Decide whether each statement below agrees with the garden post that follows. For each one, answer yes or no and quote the words of the post that settle it.
1. The writer has kept small herb gardens on a kitchen windowsill for years.
2. This is the writer's first year with a vegetable garden in the yard.
3. The writer says the big outdoor garden has turned out to be bliss city.

PASSAGE SHOWN:
%%
Tag Archives: human potential

Digging into Symbolic Garden Meanings

Garden Meaning- Avia with Her Garden

I’ve enjoyed tiny herb gardens sitting in my kitchen windowsill for years. There’s something about seeing those perky green sprigs that always makes me perky too. I reasoned if such a tiny garden gave me so much joy, then surely a big one outside would be bliss-city! So, I decided to step up the ante and grow a grand garden outside.

This is the second year I’ve established a vegetable garden in my yard. Has it been bliss city? Not quite. Well, I was blissfully clueless as to how much work was involved. Lol. But, I have to admit…the fruits of my labor have been well worth the sweat equity.

There have been more rewards to tending a garden than just the fresh produce. I’m talking about the symbolic harvest. Walking down the garden path has proven to be very educational, with multi-faceted layers of lessons learned along the way.

You know me…I’m always tracking down symbolic meanings, and my forays into agricultural cultivation have offered a garden of symbolism…ripe for the plucking. So let’s start tilling those symbolic garden meanings

The most profound symbolic meanings come when we can draw parallels between our external world and our internal world. Gardens open their gates willingly to these kinds of parallel experiences.
%%
EXTRACTED DATA:
%%
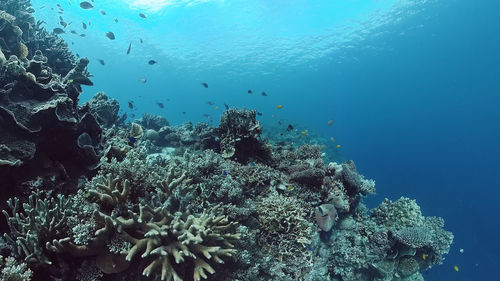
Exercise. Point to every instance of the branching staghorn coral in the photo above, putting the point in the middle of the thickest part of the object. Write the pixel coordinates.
(177, 240)
(40, 221)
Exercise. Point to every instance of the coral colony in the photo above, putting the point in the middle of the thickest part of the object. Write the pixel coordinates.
(89, 196)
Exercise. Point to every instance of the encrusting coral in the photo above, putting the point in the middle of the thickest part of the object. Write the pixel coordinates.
(147, 200)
%%
ANSWER TO THE EXERCISE:
1. Yes: "I’ve enjoyed tiny herb gardens sitting in my kitchen windowsill for years."
2. No: "This is the second year I’ve established a vegetable garden in my yard."
3. No: "Has it been bliss city? Not quite."